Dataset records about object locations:

**********

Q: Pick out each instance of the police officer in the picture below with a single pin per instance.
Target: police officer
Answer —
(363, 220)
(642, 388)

**********

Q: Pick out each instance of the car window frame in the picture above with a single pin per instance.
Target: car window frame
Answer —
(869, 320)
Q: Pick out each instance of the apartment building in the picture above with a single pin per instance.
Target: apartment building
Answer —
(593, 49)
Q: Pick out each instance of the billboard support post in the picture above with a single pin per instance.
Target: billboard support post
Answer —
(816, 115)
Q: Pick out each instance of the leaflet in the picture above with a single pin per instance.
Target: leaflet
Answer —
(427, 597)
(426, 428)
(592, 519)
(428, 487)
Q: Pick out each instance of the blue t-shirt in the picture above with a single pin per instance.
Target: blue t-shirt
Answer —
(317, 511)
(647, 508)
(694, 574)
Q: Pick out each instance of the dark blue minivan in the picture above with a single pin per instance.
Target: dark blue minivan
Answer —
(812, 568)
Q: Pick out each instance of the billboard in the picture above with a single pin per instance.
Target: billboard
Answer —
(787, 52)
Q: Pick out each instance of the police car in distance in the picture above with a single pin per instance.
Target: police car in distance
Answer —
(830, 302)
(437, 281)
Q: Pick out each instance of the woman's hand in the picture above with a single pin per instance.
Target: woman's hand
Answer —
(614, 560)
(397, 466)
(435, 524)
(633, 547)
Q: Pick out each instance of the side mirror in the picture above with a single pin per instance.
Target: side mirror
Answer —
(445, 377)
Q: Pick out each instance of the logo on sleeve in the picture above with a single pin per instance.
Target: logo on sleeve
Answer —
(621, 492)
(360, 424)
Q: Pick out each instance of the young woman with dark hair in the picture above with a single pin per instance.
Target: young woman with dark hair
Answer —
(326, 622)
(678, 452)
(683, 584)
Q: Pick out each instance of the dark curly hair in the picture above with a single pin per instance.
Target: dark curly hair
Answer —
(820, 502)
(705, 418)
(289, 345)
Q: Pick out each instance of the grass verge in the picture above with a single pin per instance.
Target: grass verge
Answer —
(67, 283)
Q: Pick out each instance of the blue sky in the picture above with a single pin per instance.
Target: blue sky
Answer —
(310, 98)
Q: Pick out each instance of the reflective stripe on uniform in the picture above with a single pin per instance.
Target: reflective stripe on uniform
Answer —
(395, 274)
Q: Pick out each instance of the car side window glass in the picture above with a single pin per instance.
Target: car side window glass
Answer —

**********

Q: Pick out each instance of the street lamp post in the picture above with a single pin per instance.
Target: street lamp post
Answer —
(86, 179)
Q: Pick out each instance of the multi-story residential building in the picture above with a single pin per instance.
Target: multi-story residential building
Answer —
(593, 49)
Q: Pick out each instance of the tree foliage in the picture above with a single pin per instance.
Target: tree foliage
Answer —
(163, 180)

**********

» **WHAT YOU NEED TO DO**:
Return every line of the data above that contains the word "frame", copying each line in full.

» **THE REPLY**:
Q: Pick out each instance of the car window frame in the picture above with a single pin per instance.
Target: car window frame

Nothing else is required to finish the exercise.